- Exercise brief -
Reproduce the data exactly and drop any pictures it holds.

Extracted records
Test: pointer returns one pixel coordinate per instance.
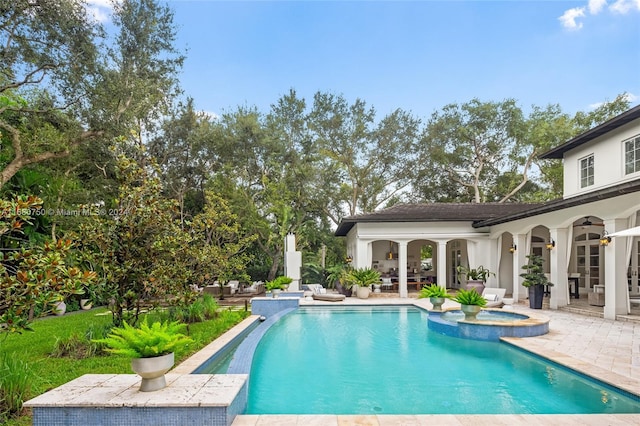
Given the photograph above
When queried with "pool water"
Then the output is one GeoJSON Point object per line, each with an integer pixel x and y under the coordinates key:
{"type": "Point", "coordinates": [366, 360]}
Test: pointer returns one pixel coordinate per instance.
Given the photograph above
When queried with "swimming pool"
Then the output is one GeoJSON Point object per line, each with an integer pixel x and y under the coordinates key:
{"type": "Point", "coordinates": [384, 360]}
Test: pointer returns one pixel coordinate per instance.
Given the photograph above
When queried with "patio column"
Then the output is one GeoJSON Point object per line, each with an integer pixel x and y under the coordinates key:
{"type": "Point", "coordinates": [615, 271]}
{"type": "Point", "coordinates": [519, 259]}
{"type": "Point", "coordinates": [442, 264]}
{"type": "Point", "coordinates": [558, 269]}
{"type": "Point", "coordinates": [402, 269]}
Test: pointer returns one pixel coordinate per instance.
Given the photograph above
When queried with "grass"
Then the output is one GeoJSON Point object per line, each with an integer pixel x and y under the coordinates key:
{"type": "Point", "coordinates": [35, 348]}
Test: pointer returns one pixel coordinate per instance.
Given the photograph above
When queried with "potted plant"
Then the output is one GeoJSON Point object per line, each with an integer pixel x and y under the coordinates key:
{"type": "Point", "coordinates": [151, 348]}
{"type": "Point", "coordinates": [437, 295]}
{"type": "Point", "coordinates": [337, 276]}
{"type": "Point", "coordinates": [471, 302]}
{"type": "Point", "coordinates": [535, 280]}
{"type": "Point", "coordinates": [277, 285]}
{"type": "Point", "coordinates": [363, 278]}
{"type": "Point", "coordinates": [475, 277]}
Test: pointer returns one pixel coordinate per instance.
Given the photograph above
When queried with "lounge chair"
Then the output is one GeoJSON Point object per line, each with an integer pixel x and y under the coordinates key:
{"type": "Point", "coordinates": [494, 297]}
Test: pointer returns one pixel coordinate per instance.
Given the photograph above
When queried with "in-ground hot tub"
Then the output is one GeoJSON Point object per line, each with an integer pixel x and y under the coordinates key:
{"type": "Point", "coordinates": [491, 324]}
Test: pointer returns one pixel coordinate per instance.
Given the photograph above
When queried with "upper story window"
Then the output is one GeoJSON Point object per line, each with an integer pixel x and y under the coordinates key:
{"type": "Point", "coordinates": [586, 171]}
{"type": "Point", "coordinates": [632, 155]}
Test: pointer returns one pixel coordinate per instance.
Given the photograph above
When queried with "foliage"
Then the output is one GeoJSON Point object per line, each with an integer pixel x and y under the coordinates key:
{"type": "Point", "coordinates": [362, 277]}
{"type": "Point", "coordinates": [470, 297]}
{"type": "Point", "coordinates": [534, 274]}
{"type": "Point", "coordinates": [478, 274]}
{"type": "Point", "coordinates": [37, 278]}
{"type": "Point", "coordinates": [15, 385]}
{"type": "Point", "coordinates": [278, 283]}
{"type": "Point", "coordinates": [338, 274]}
{"type": "Point", "coordinates": [48, 372]}
{"type": "Point", "coordinates": [433, 290]}
{"type": "Point", "coordinates": [160, 338]}
{"type": "Point", "coordinates": [127, 244]}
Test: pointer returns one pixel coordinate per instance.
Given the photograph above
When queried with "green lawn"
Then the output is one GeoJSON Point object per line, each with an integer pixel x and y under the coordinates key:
{"type": "Point", "coordinates": [35, 348]}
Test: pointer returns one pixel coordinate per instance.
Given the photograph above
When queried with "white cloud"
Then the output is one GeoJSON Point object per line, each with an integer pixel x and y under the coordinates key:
{"type": "Point", "coordinates": [596, 6]}
{"type": "Point", "coordinates": [568, 19]}
{"type": "Point", "coordinates": [624, 6]}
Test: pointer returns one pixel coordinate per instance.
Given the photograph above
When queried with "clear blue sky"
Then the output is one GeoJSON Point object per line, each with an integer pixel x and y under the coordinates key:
{"type": "Point", "coordinates": [414, 55]}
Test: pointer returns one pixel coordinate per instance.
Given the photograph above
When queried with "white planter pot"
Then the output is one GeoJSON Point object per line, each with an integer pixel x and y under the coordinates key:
{"type": "Point", "coordinates": [363, 292]}
{"type": "Point", "coordinates": [152, 371]}
{"type": "Point", "coordinates": [60, 308]}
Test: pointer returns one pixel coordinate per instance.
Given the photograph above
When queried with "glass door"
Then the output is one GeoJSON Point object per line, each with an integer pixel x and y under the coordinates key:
{"type": "Point", "coordinates": [455, 260]}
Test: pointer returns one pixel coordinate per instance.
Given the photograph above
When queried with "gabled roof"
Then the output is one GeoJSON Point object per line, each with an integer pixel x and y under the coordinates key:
{"type": "Point", "coordinates": [607, 126]}
{"type": "Point", "coordinates": [435, 212]}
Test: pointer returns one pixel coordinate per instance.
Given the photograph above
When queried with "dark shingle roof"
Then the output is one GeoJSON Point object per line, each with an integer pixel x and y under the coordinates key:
{"type": "Point", "coordinates": [607, 126]}
{"type": "Point", "coordinates": [435, 212]}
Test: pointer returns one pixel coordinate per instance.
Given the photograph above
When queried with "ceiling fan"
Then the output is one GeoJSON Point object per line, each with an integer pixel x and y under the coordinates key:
{"type": "Point", "coordinates": [587, 223]}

- Exercise result -
Test: pointer returns one pixel coordinate per instance.
Given the photograph above
When queried with "pool water"
Then the output is one GeoJSON Point object per line, each with an integer pixel x and y under the coordinates key:
{"type": "Point", "coordinates": [366, 360]}
Test: pointer returns one pixel coordinate per instance.
Given the photograph above
When queried with "swimming pool"
Then the output is one GeoJSON Point object per line, each with an integer pixel x and y under the coordinates key:
{"type": "Point", "coordinates": [384, 360]}
Test: pointer returns one pixel coordinate per instance.
Given the photograph above
When queried with "patio column"
Then the output is one GeoJSON Point object per line, each with an integer pixel x and y under the coordinates key:
{"type": "Point", "coordinates": [615, 271]}
{"type": "Point", "coordinates": [519, 259]}
{"type": "Point", "coordinates": [442, 264]}
{"type": "Point", "coordinates": [558, 269]}
{"type": "Point", "coordinates": [402, 269]}
Test: pointer returns one pixel coordinate per instance.
Given the photograph above
When queried with "grass"
Then the output is one GeoJSON Point object per line, each with an integer pixel x and y under the coordinates key:
{"type": "Point", "coordinates": [35, 348]}
Test: pointer returns one pixel coordinate per instance.
Given the photograph above
When queried with "potted plant"
Then the output is one GeoJSON Point object per line, each with an integer pixel x and y under the coordinates key:
{"type": "Point", "coordinates": [151, 348]}
{"type": "Point", "coordinates": [437, 295]}
{"type": "Point", "coordinates": [337, 276]}
{"type": "Point", "coordinates": [471, 302]}
{"type": "Point", "coordinates": [535, 280]}
{"type": "Point", "coordinates": [277, 285]}
{"type": "Point", "coordinates": [363, 278]}
{"type": "Point", "coordinates": [475, 277]}
Test: pointer returns one pixel coordinate per instance.
Given the photograph above
When queried with "lounge chair"
Then the output is one GeoJSON Point object per line, each with an integer pixel x and y under the coordinates key:
{"type": "Point", "coordinates": [494, 297]}
Test: pointer returns one pixel coordinate per instance.
Given the photograph above
When queried with "in-ground hot tub"
Then the output is one GeoJSON Point object per line, each with an integer pixel x and y under the coordinates key:
{"type": "Point", "coordinates": [491, 324]}
Test: pointer returns one pixel coordinate per instance.
Given the photograph above
When queried with "upper story window"
Then the output is one GeoJSON Point object per line, each with an integer pixel x and y under the coordinates key:
{"type": "Point", "coordinates": [586, 171]}
{"type": "Point", "coordinates": [632, 155]}
Test: pointer returns one pixel coordinate per instance.
Given the photograph above
When queried with "foliage"
Then the output is one GeoJSON Point object per line, each with an integer pixel x and y under the coordinates key:
{"type": "Point", "coordinates": [362, 277]}
{"type": "Point", "coordinates": [470, 297]}
{"type": "Point", "coordinates": [534, 274]}
{"type": "Point", "coordinates": [478, 274]}
{"type": "Point", "coordinates": [37, 278]}
{"type": "Point", "coordinates": [15, 385]}
{"type": "Point", "coordinates": [278, 283]}
{"type": "Point", "coordinates": [338, 274]}
{"type": "Point", "coordinates": [48, 372]}
{"type": "Point", "coordinates": [433, 290]}
{"type": "Point", "coordinates": [160, 338]}
{"type": "Point", "coordinates": [127, 244]}
Test: pointer returns one pixel coordinate per instance.
Given the photograph above
When queried with "green lawn"
Then the output is one GeoJSON Point object per line, each with an integer pixel x and y under the coordinates key:
{"type": "Point", "coordinates": [35, 348]}
Test: pointer returns one pixel coordinate per instance.
Given the photograph above
When queried with "white cloud"
Then the output is one GeoJSON Point object per line, each with an integer pixel x and y under the coordinates key:
{"type": "Point", "coordinates": [596, 6]}
{"type": "Point", "coordinates": [568, 19]}
{"type": "Point", "coordinates": [624, 6]}
Test: pointer returns one pixel coordinate per instance.
Given the photograph above
When queried with "clear blue sky"
Then the output is one GeoJSON Point object per line, each with an integer pixel x and y under the coordinates key:
{"type": "Point", "coordinates": [414, 55]}
Test: pointer returns one pixel coordinate per instance.
Given the photograph above
When queried with "white planter pot"
Then the output is one GeoJSON Point object per line, each with an integer pixel x and y under the coordinates key:
{"type": "Point", "coordinates": [363, 292]}
{"type": "Point", "coordinates": [152, 371]}
{"type": "Point", "coordinates": [60, 308]}
Test: pointer returns one pixel coordinate per instance.
Given the photograph above
When queried with "glass door"
Then the output is one GeoJSON Point object per line, each with an integer pixel x and y under the coordinates key:
{"type": "Point", "coordinates": [455, 260]}
Test: pointer returns one pixel coordinate per instance.
Given the photograph above
When queried with "gabled roof"
Then the output is one GeoJSON Point object per line, each with an integer pixel x and y under the coordinates key:
{"type": "Point", "coordinates": [607, 126]}
{"type": "Point", "coordinates": [435, 212]}
Test: pointer returns one pixel coordinate per instance.
Given the photograph above
When queried with "dark shingle roof"
Then the output is one GeoJSON Point object per line, each with an integer pixel x and y under the coordinates key:
{"type": "Point", "coordinates": [607, 126]}
{"type": "Point", "coordinates": [435, 212]}
Test: pointer returns one pixel coordinate per instance.
Given the photograph above
When queried with "ceiling fan"
Then the output is one GeoJSON Point object per line, each with an integer pixel x and y under the coordinates key:
{"type": "Point", "coordinates": [587, 223]}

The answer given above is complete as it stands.